OBJECTIVE: Set out the stretch of the items from the line containing "find the yellow" through the last line as a numbered list, leaving out blank lines.

SUPPLIED RECORDS:
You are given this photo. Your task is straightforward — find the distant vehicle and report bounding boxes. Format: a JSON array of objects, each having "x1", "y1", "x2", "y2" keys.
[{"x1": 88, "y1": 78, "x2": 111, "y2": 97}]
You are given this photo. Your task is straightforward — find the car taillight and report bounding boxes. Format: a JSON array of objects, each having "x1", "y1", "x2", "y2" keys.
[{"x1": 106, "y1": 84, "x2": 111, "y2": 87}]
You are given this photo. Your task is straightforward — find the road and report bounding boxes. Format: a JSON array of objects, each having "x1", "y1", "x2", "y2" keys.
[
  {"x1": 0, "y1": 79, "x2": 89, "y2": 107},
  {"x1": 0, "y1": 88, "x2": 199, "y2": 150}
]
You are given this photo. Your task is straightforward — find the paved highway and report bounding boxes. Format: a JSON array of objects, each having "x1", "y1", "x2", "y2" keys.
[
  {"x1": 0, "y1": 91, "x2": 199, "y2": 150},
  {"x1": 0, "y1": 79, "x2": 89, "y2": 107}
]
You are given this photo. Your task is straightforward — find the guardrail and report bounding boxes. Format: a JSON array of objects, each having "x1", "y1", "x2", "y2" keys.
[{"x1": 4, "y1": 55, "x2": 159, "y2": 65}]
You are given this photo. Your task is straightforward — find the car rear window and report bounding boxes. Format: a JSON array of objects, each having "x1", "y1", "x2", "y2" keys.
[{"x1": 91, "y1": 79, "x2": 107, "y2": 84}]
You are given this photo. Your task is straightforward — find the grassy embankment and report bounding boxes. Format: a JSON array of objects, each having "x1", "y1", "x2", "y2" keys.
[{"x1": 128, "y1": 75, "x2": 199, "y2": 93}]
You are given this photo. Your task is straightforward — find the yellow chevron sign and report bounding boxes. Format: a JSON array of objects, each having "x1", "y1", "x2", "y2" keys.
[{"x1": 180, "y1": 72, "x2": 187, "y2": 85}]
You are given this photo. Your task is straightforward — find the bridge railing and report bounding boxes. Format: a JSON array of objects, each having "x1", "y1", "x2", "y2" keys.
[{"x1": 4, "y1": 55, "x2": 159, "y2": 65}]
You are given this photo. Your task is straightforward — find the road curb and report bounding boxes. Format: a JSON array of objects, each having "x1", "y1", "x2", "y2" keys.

ANSWER TO THE PROBLEM:
1. You are given this photo. Your task is straightforward — find the yellow chevron sign and report bounding boxes. Format: a JSON array of objects, each having "x1", "y1", "x2", "y2" keys.
2. [{"x1": 180, "y1": 72, "x2": 187, "y2": 85}]
3. You are given this photo. Your task is straightforward — find the bridge railing and report bounding boxes. Format: a JSON array of objects, each having "x1", "y1", "x2", "y2" keys.
4. [{"x1": 4, "y1": 55, "x2": 159, "y2": 65}]
5. You are given this photo. Your task is straightforward — find the road curb and report bounding boxes. Format: a JSON array of objects, each having "x1", "y1", "x2", "y2" keys.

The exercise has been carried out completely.